> [PROBLEM DETAILS]: Print all records exactly, leaving nothing out.

> [EXTRACTED INFORMATION]:
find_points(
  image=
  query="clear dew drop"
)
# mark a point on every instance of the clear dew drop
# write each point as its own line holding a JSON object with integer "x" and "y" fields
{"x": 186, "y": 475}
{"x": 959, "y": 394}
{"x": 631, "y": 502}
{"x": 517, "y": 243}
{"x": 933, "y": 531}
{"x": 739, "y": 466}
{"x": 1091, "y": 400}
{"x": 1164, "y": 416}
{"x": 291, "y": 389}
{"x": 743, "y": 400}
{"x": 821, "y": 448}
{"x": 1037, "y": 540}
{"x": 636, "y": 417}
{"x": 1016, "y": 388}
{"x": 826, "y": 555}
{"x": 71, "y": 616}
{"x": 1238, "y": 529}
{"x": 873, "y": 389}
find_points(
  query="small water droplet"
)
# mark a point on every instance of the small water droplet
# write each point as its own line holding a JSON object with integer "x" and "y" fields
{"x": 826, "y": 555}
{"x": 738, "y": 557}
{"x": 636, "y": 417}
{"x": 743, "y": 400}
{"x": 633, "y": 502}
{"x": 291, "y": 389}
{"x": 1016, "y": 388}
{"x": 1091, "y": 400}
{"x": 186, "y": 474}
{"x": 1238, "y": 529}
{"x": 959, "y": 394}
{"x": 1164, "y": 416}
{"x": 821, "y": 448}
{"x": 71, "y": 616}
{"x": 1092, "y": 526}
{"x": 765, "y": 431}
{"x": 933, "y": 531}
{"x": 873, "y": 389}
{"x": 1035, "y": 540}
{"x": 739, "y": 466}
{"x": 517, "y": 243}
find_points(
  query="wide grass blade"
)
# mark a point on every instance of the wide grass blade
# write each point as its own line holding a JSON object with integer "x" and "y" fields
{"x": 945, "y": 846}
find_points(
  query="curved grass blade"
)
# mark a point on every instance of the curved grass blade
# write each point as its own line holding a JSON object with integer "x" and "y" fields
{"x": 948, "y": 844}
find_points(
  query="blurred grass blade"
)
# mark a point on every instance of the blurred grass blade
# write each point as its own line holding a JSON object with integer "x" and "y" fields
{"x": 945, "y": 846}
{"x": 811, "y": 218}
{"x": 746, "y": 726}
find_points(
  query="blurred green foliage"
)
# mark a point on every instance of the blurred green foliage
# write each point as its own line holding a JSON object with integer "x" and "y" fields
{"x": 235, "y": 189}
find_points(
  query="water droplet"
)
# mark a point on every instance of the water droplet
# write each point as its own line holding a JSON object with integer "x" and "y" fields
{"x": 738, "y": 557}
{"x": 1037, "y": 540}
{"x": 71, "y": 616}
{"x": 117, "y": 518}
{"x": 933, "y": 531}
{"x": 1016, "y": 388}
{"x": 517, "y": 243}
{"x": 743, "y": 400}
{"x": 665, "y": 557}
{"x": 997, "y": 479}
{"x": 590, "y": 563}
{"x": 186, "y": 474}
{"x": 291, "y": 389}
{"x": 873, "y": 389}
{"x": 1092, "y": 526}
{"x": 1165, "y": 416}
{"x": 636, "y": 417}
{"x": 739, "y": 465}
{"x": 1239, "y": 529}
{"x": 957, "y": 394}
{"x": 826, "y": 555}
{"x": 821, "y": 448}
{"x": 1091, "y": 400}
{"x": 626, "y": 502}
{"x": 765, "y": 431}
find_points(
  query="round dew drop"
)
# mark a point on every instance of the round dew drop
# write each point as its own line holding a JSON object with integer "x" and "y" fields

> [SOLVED EXERCISE]:
find_points(
  image=
  query="clear dew drop"
)
# mark a point on every instance of the clear dew drop
# write each point as its own line holding a JSON object with integer "x" and "y" fields
{"x": 186, "y": 475}
{"x": 959, "y": 394}
{"x": 631, "y": 502}
{"x": 517, "y": 243}
{"x": 933, "y": 531}
{"x": 739, "y": 466}
{"x": 1091, "y": 400}
{"x": 1164, "y": 416}
{"x": 291, "y": 389}
{"x": 743, "y": 400}
{"x": 821, "y": 448}
{"x": 1037, "y": 540}
{"x": 636, "y": 417}
{"x": 1016, "y": 388}
{"x": 826, "y": 555}
{"x": 71, "y": 616}
{"x": 1238, "y": 529}
{"x": 873, "y": 389}
find_points(
  query="small water droplet"
)
# mark a point on every instance of the small water droplet
# write each point as its own line holding a JSON object with integer "x" and "y" fields
{"x": 826, "y": 555}
{"x": 738, "y": 557}
{"x": 636, "y": 417}
{"x": 743, "y": 400}
{"x": 633, "y": 502}
{"x": 291, "y": 389}
{"x": 1016, "y": 388}
{"x": 1091, "y": 400}
{"x": 186, "y": 474}
{"x": 1238, "y": 529}
{"x": 959, "y": 394}
{"x": 1164, "y": 416}
{"x": 821, "y": 448}
{"x": 71, "y": 616}
{"x": 1092, "y": 526}
{"x": 765, "y": 431}
{"x": 933, "y": 531}
{"x": 873, "y": 389}
{"x": 1035, "y": 540}
{"x": 739, "y": 466}
{"x": 517, "y": 243}
find_points(
  query="wide grass blade"
)
# mark a point on every instance of the wide grass blade
# write each point as its own line holding a JSON object with integer "x" and "y" fields
{"x": 945, "y": 846}
find_points(
  query="curved grass blade"
)
# mark a point on every instance of the curved grass blade
# write each point as its own line holding a JSON object with integer "x" and "y" fields
{"x": 948, "y": 844}
find_points(
  query="blurred grass blade"
)
# mark a point on every instance of the blurred grass blade
# write each point as its own line holding a JSON object with integer "x" and "y" fields
{"x": 945, "y": 846}
{"x": 811, "y": 218}
{"x": 746, "y": 726}
find_points(
  query="blurred green foliage"
)
# mark a point on every instance of the blurred green foliage
# write each point as its own line holding a JSON object with integer "x" and "y" fields
{"x": 235, "y": 189}
find_points(
  query="water droplet"
)
# mark a point on every instance of the water droplet
# write each point as its own line holding a JSON object with integer "x" and "y" fields
{"x": 738, "y": 557}
{"x": 1037, "y": 540}
{"x": 71, "y": 616}
{"x": 117, "y": 518}
{"x": 933, "y": 531}
{"x": 1016, "y": 388}
{"x": 517, "y": 243}
{"x": 743, "y": 400}
{"x": 665, "y": 557}
{"x": 997, "y": 479}
{"x": 590, "y": 563}
{"x": 186, "y": 474}
{"x": 291, "y": 389}
{"x": 873, "y": 389}
{"x": 1092, "y": 526}
{"x": 1165, "y": 416}
{"x": 636, "y": 417}
{"x": 739, "y": 465}
{"x": 1239, "y": 529}
{"x": 957, "y": 394}
{"x": 826, "y": 555}
{"x": 821, "y": 448}
{"x": 1091, "y": 400}
{"x": 626, "y": 502}
{"x": 765, "y": 431}
find_points(
  query="round dew drop"
)
# mark a point on every instance of the round dew drop
# write each point as its own line holding a JSON object with integer "x" and "y" fields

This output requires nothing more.